[EXTRACT — start]

The actors all hit their comedic marks perfectly, which is to be expected from such a talented crew. Julian Dennison, who played a young rogue in "Hunt for the Wilderpeople," had already proved to be among the less annoying child actors, so I didn't have to worry about his performance. Zazie Beetz was bright-eyed and lovely as Domino; I wondered, for a bit, whether she might turn into Wade's new love interest with the death of Vanessa, but given the mid-credits sequence, it appears there's only one woman for Wade Wilson.
Domino's character presents her own metaphysical questions: for her to be as lucky as she is, reality basically has to walk on eggshells around her, constantly curving away any time there's any danger. Point a gun at Domino's head, and your gun will inevitably jam. Hurl a car end-over-end at her, and she'll be standing in the exact spot at which the car will miss her as it tumbles. Throw her into the air, and she'll end up landing on a giant balloon animal (you see this in one of the movie's preview trailers). Being lucky, when you think about it this way, is quite a mighty superpower because it's so damn ontological. One wonders what Domino could do if she ever found herself face-to-face with Thanos and his gauntlet. Domino reminded me strongly of Teela Brown, a human character from Larry Niven's classic novel Ringworld who was specifically bred by an alien race for luckiness. Niven's novel sometimes refers to Brown's special trait as "luck," but more often toward the end of the book, he uses the term "psychic luck," which is never explained in depth. At a guess, I take psychic luck to refer to a naturally lucky person's innate ability to see the most beneficial set of future possibilities and follow one of those paths flawlessly. That's the psychic part of psychic luck: an uncanny percipience about which branching possibility to follow among the constantly ramifying branches on the tree of infinite possibilities. Perhaps Domino is that way, or maybe she's just cruising along, with luck being more like a protective deity, floating alongside her and forever warding danger away and/or bending circumstances in her favor.

[EXTRACT — finish]
[EXCERPTED DATA — start]

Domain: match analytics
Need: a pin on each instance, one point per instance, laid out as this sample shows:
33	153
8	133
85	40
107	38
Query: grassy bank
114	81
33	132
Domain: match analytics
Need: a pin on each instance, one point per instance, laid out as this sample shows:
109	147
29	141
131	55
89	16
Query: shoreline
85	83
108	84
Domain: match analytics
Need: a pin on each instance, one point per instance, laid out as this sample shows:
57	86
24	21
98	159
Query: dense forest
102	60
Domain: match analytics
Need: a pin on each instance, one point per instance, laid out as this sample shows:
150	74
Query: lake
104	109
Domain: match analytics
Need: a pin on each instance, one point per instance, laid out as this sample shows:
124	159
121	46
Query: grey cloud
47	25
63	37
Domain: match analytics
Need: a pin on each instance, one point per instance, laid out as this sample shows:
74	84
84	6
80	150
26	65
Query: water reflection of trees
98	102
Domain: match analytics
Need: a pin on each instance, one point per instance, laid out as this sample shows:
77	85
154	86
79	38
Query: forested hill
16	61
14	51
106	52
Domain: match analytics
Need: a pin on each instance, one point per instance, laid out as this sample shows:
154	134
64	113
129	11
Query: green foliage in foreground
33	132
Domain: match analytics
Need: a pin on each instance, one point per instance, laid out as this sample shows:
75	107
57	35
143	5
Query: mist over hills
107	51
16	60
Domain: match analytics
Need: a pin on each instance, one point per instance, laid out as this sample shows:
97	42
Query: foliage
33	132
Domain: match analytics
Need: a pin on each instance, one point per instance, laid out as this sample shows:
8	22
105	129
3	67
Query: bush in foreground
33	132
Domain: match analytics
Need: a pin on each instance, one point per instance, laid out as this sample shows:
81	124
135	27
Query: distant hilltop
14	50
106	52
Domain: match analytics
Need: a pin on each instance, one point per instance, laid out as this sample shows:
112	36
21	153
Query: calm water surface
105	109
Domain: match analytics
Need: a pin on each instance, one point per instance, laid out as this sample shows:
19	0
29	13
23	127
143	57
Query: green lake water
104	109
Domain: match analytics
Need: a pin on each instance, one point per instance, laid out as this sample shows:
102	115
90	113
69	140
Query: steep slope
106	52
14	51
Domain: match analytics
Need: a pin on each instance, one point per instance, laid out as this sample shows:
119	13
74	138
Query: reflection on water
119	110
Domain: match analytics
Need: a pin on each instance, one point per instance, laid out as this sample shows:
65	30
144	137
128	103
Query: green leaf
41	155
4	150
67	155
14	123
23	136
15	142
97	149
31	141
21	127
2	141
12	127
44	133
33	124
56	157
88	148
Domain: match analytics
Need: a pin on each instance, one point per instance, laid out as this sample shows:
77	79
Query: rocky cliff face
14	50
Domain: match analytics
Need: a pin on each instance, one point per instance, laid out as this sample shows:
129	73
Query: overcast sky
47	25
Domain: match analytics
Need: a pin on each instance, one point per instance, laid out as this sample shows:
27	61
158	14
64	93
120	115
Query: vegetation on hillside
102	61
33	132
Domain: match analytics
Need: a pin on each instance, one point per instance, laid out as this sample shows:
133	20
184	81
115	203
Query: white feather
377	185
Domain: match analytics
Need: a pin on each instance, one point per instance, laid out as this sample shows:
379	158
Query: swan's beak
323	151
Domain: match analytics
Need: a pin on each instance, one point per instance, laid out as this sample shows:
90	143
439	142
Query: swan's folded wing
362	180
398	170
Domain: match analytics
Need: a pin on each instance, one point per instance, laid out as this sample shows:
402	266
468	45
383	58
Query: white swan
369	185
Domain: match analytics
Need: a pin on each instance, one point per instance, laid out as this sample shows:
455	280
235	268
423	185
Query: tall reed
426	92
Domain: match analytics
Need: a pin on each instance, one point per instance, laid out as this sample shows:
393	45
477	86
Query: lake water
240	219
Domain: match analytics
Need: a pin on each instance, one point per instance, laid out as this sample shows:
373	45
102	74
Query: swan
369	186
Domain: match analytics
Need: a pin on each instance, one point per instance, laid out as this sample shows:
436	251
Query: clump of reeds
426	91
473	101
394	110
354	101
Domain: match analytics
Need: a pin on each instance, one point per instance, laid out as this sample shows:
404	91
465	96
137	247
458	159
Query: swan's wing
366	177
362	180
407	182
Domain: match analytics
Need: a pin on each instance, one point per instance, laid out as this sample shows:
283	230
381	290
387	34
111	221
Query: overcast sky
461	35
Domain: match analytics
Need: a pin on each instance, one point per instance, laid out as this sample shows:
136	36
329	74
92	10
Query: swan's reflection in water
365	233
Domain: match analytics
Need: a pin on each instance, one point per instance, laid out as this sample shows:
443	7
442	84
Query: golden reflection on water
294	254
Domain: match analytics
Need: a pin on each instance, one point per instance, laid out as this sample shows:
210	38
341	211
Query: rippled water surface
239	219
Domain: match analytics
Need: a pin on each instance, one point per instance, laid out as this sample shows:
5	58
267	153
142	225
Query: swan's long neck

[EXCERPTED DATA — finish]

YOUR GOAL:
In the film review, which character from Larry Niven's novel does Domino strongly remind the writer of? The records were taken from a separate source.

RESULT OF THE TASK:
Teela Brown, a human character from Ringworld who was bred by an alien race for luckiness.